[Items from a data source]
______________________________
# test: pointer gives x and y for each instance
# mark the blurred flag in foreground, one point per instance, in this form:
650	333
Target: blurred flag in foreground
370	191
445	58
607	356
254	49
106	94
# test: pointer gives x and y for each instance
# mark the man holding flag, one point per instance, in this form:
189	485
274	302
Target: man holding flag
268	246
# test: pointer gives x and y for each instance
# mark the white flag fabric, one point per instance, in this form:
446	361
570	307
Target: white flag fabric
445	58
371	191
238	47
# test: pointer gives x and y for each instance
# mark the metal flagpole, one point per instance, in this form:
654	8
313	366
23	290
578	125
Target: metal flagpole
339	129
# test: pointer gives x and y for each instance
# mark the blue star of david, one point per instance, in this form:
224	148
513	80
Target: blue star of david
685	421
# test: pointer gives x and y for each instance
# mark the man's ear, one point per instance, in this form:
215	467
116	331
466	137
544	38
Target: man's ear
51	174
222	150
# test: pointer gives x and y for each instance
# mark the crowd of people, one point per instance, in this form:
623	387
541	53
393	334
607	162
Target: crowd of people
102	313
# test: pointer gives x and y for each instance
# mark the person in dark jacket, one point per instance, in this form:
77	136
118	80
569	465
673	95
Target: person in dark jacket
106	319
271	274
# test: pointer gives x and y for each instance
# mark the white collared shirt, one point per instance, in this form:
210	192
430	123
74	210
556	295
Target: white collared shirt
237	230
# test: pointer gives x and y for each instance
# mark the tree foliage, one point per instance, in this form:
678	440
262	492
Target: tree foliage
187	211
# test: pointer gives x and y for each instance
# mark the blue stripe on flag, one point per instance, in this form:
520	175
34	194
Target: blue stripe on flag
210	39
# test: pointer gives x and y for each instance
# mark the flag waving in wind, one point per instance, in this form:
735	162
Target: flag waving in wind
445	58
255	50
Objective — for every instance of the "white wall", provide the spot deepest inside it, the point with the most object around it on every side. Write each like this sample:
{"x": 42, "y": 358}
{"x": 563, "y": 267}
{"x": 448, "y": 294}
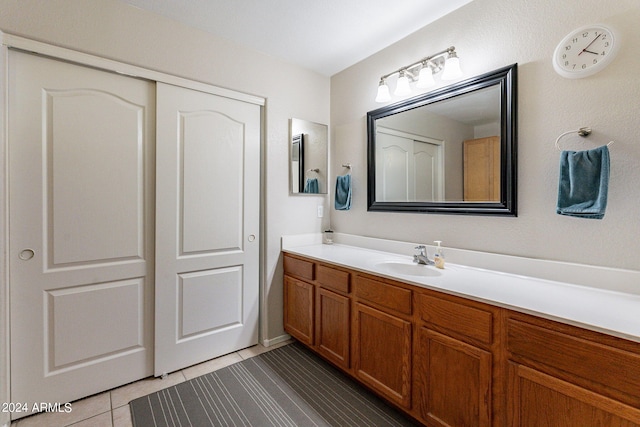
______________________________
Each line above that includes the word "form" is to be copied.

# mark the blurred flag in foreground, one point per instance, in this form:
# mark the man holding flag, one point per instance, in this form:
# mark the white flag fabric, one point per instance, in this form:
# mark the metal flagpole, one point per instance, in this form:
# mark the blue star of david, one point per instance, in this form:
# mark the man's ear, one point per instance, in this form:
# mark the crowd of people, one point per instance, in this form:
# mark the person in dark jacket, one point per instance, in this form:
# mark the white collared shirt, one point per instance, in this form:
# mark the tree foliage, one point per instance, in this form:
# mark the blue stripe on flag, one point per instance, in this form:
# mark the flag waving in wind, one point per instance, in this form:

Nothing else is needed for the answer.